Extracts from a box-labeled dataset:

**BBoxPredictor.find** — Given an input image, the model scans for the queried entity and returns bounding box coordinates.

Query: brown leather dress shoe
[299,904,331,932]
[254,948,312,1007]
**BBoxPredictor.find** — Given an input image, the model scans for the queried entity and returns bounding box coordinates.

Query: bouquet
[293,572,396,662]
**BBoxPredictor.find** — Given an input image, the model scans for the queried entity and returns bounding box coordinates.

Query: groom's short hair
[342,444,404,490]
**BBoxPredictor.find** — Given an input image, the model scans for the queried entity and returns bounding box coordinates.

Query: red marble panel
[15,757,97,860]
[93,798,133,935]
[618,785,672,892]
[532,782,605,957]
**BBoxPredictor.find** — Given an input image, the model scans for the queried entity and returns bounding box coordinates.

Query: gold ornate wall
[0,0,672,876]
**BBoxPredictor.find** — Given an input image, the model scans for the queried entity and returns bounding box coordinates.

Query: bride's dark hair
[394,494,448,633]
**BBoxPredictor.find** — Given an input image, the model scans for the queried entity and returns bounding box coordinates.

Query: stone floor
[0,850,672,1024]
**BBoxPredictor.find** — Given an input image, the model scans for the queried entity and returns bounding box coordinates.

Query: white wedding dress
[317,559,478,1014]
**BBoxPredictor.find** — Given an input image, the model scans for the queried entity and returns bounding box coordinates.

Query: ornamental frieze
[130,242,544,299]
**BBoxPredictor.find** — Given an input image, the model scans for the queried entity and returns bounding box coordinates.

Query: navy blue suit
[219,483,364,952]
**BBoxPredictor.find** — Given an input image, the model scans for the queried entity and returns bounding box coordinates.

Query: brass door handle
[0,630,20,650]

Set exercise :: Render every line of the listing above as a numbered list, omitting the blank lines.

Written answer ::
1. **BBoxPredictor.find** — Given an input image, the model scans for the queried entity and returns bounding box coordinates.
2. Query: brown leather dress shoe
3. [299,904,331,932]
4. [254,948,312,1007]
5. **BBoxPredictor.find** — Given an input image, the model scans for the queried entity and returns bounding box coordinates.
6. Query: bouquet
7. [293,572,396,662]
8. **BBoxPredictor.find** — Given an input image, the model scans for the queried entity and returns bounding box coordinates.
9. Query: groom's short hair
10. [342,444,404,490]
11. **BBoxPredictor.find** — Given an input image, the model scans for the queried entity and returns bounding box coordinates.
12. Query: red marble panel
13. [15,757,97,860]
14. [93,798,133,935]
15. [618,785,672,892]
16. [532,782,605,957]
17. **BBoxPredictor.find** — Given an input image, the model scans for the queried entity and returns bounding box coordinates.
18. Query: gold ornate wall
19. [0,0,672,876]
20. **BBoxPredictor.find** — Given an input image, the model scans for the queried entity and returns bounding box coordinates.
21. Query: bride's dark hair
22. [394,494,448,633]
23. **BBoxPredictor.find** — Given an input image, the model scans for the queried entity and returns bounding box coordinates.
24. Query: stone floor
25. [0,850,672,1024]
26. **BBoxPredictor.find** — Given an input image, the model scans for the queried entity and returns bounding box coordinates.
27. Query: white wedding dress
28. [317,559,478,1014]
29. **BBoxPredictor.find** — Given an input image, the model scans for the queried entity and returns bounding box coordinates.
30. Query: ornamental frieze
31. [130,242,544,299]
32. **BBoxPredictor.find** — Given an input image, the model scans for the queried entity and returns bounding box coordinates.
33. Query: navy blue suit
34. [219,483,364,952]
35. **BBoxPredictor.find** — Given an input image, the model scans for the queried entity and returns bounding box coordinates.
36. Query: brass door handle
37. [0,630,20,650]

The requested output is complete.